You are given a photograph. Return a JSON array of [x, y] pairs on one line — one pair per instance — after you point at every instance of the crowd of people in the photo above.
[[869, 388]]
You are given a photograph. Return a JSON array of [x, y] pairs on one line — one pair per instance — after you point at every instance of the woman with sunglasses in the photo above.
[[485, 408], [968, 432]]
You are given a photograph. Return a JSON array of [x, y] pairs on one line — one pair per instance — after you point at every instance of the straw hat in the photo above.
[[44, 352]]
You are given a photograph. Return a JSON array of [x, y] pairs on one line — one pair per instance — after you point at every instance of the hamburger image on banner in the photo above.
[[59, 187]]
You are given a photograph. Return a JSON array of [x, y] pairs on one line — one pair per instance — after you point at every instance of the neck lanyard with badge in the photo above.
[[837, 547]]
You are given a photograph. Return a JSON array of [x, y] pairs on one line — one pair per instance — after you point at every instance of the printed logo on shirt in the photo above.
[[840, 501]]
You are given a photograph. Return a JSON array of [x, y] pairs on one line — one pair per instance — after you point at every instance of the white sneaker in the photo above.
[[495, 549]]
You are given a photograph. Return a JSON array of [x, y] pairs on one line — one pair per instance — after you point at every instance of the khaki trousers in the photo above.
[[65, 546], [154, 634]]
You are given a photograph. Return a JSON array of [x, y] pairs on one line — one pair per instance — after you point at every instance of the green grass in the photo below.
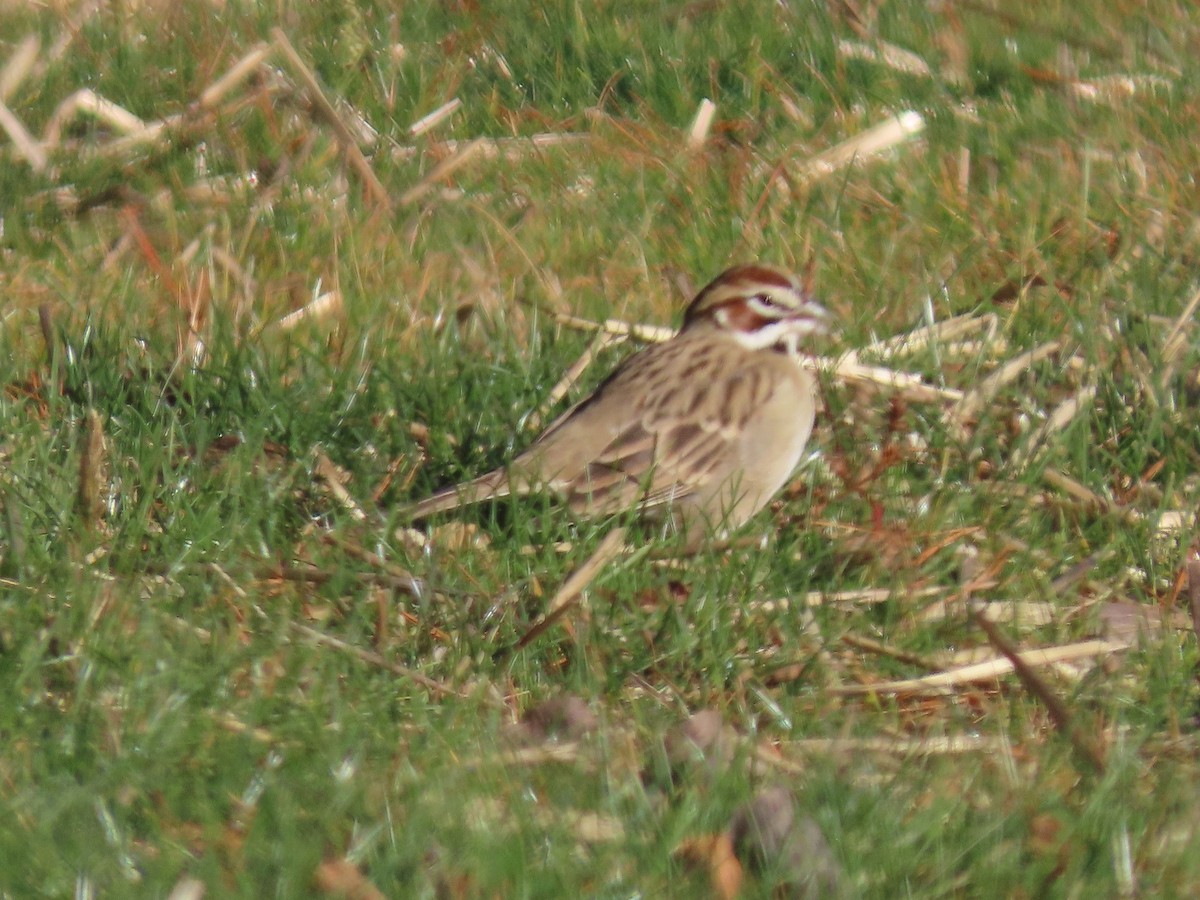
[[168, 712]]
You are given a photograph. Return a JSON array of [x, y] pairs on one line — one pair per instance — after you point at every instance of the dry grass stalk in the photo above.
[[701, 125], [1176, 340], [989, 670], [375, 659], [319, 307], [975, 400], [887, 54], [187, 888], [93, 481], [325, 111], [1194, 594], [876, 139], [1115, 88], [882, 649], [431, 120], [936, 333], [329, 473], [846, 369], [88, 101], [540, 755], [442, 171], [17, 67], [235, 75], [651, 334], [951, 745], [501, 148], [905, 384], [603, 341], [1062, 415], [1059, 713], [612, 545], [233, 724], [25, 144]]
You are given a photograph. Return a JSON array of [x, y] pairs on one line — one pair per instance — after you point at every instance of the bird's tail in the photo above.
[[492, 486]]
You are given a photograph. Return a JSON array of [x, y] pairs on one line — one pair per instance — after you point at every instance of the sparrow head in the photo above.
[[762, 306]]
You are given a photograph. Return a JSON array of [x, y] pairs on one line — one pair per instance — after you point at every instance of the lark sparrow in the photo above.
[[705, 427]]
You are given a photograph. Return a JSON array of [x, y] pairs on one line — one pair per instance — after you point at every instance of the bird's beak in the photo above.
[[817, 318]]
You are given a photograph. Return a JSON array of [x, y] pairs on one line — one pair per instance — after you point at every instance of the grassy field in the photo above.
[[253, 301]]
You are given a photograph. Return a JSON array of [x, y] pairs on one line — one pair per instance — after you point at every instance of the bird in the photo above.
[[702, 429]]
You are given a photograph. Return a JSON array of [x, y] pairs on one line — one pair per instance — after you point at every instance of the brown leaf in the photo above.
[[341, 877], [715, 853], [768, 834]]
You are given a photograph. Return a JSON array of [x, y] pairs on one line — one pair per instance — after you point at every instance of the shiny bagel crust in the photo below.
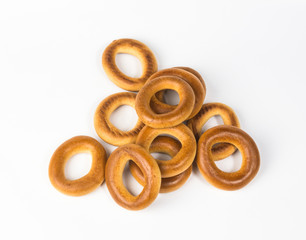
########
Can you reproduce every item above word for word, with the pictures left out?

You are given a photograph. Return a JSON array of [x, y] pairs on one line — one pair per instance — after you point at every instance of the crowd of people in the photo above.
[[869, 388]]
You are given a photograph. Return a JSON array of [x, y] pairs on one line — one pair per instance — after you point at every instance of the woman with sunglasses in the photo above.
[[485, 408], [968, 432]]
You are given a photograph. Return a JSON array of [x, y] pairs on one line — one pair per instance — after you point at every instance of the straw hat in the photo above.
[[44, 352]]
You are given a photograph. Return a JSON array of [x, y] pairs on one line — one pair per instance — after you point at every instance of the hamburger image on banner in the photo above.
[[59, 187]]
You are given a photograph. Return a JSON array of [x, y] pairs on one line — one pair per instance — after you point at every instance of the neck lanyard with badge in the photo above.
[[837, 547]]
You are given a photograph. Return a JSON array of [x, y] pairs on one line — one pair per instance — after you point at every instance of the printed logo on shirt in the photo above.
[[840, 501]]
You are given a photograph. Return a JSON array of [x, y] pairs on one line — one pair per instance — after you point at every instance of the white sneaker in the photo above.
[[495, 549]]
You are given a photograph. Return a JSON array of [x, y] pairs on one line — one pair per instance — after you point at every instance of the khaki trousers in the photo above.
[[65, 546], [154, 634]]
You are given a photograph. Return a JSON array of [x, y] pairs on one line — one pair per instance — after you point at every instance of the green grass in the photo below.
[[168, 712]]
You are given a photograph. Return a JSON array of [x, y] pairs on one line — one pair per instance — after you point at every instance of the dry grass stalk in the photo above.
[[701, 125], [1176, 340], [989, 670], [375, 659], [319, 307], [975, 400], [887, 54], [187, 888], [93, 481], [325, 111], [1194, 594], [876, 139], [1115, 88], [882, 649], [431, 120], [936, 333], [329, 473], [846, 369], [88, 101], [540, 755], [442, 171], [17, 67], [235, 75], [651, 334], [951, 745], [501, 148], [905, 384], [603, 341], [1062, 415], [1059, 713], [612, 545], [233, 724], [25, 144]]
You are given a photograph. Return a JSON array of [x, y] pairs on one line — one pair per instance — after you point at every instance of the bird's tail in the photo above.
[[492, 486]]
You are given a photograph. Return a JSON array of [x, y] pairs on one line — one pair per instance — after you point at every instance of the sparrow head in the photo above.
[[762, 306]]
You are given a photograph. Return a JSON array of [x, y] pairs on one line — one pair per instance — after you point at every instance of the lark sparrow in the photo above.
[[705, 427]]
You are given a photograph. Return a JSON array of [x, y] pairs on one line — one pair per instance — after you point at every instance of the bird's beak in the photo above.
[[817, 318]]
You are given a photograph. Return a JSON array of [x, y] pairs on one line — one pair per instance — after you point at every instance of the grassy field in the photo above.
[[253, 301]]
You are given a photograph. Return a JSON array of [x, y] pairs on one line — one pair per instance — after you point at every instance of the bird in the photo above.
[[702, 429]]
You are given a photograph. Return a JSON array of [x, y] pairs on one line — one pair per instance — after you point at every instance of the brown leaf in the photo above.
[[341, 877], [715, 853], [768, 834]]
You are given a photograph. Return a JSON array of [x, y] pairs on one line — one pair per instance — after you point at every instance of the shiny bagel crust in the photo below.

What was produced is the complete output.